**Collection entries**.
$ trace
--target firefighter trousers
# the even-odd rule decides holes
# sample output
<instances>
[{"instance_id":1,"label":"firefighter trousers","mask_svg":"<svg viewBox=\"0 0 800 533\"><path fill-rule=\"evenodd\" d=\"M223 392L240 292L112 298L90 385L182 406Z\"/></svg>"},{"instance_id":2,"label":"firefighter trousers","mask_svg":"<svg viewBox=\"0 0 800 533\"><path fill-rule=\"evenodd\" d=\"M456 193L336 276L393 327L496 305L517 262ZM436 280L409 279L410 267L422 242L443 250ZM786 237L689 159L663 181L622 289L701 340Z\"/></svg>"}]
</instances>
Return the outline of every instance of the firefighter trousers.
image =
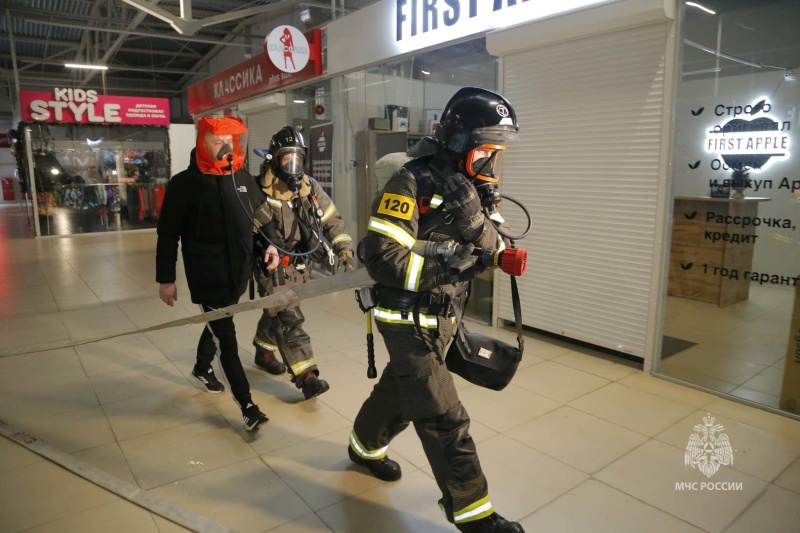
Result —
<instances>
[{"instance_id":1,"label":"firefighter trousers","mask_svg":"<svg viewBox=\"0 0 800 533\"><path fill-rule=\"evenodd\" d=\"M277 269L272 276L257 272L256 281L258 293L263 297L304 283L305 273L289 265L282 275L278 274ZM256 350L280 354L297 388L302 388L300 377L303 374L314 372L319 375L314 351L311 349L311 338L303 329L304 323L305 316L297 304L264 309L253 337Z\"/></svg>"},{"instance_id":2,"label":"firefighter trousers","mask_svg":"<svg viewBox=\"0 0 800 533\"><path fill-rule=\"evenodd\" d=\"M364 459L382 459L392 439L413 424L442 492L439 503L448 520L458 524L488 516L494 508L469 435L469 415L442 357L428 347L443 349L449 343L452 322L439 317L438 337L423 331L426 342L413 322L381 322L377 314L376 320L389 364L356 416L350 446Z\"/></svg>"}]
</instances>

**ASSIGNMENT**. Transcribe the records verbatim, excluding pictures.

**WORKED SOLUTION**.
$ trace
--target firefighter trousers
# the even-odd rule decides holes
# sample output
<instances>
[{"instance_id":1,"label":"firefighter trousers","mask_svg":"<svg viewBox=\"0 0 800 533\"><path fill-rule=\"evenodd\" d=\"M223 392L240 292L112 298L90 385L182 406Z\"/></svg>"},{"instance_id":2,"label":"firefighter trousers","mask_svg":"<svg viewBox=\"0 0 800 533\"><path fill-rule=\"evenodd\" d=\"M456 193L336 276L393 327L496 305L517 262ZM436 280L409 279L410 267L422 242L443 250ZM786 237L689 159L663 181L622 289L701 340Z\"/></svg>"}]
</instances>
Return the outline of every instance of the firefighter trousers.
image =
Result —
<instances>
[{"instance_id":1,"label":"firefighter trousers","mask_svg":"<svg viewBox=\"0 0 800 533\"><path fill-rule=\"evenodd\" d=\"M277 269L272 276L257 272L256 281L258 293L263 297L304 283L305 273L289 265L282 275L278 274ZM256 350L280 354L297 388L302 388L300 377L303 374L314 372L319 375L314 351L311 349L311 338L303 329L304 323L305 316L297 304L264 309L253 337Z\"/></svg>"},{"instance_id":2,"label":"firefighter trousers","mask_svg":"<svg viewBox=\"0 0 800 533\"><path fill-rule=\"evenodd\" d=\"M364 459L382 459L392 439L413 424L442 492L439 503L448 520L458 524L488 516L494 508L469 435L469 415L442 357L428 347L443 349L449 343L452 322L439 317L438 337L423 331L426 342L413 322L381 322L377 314L376 320L389 364L356 416L350 446Z\"/></svg>"}]
</instances>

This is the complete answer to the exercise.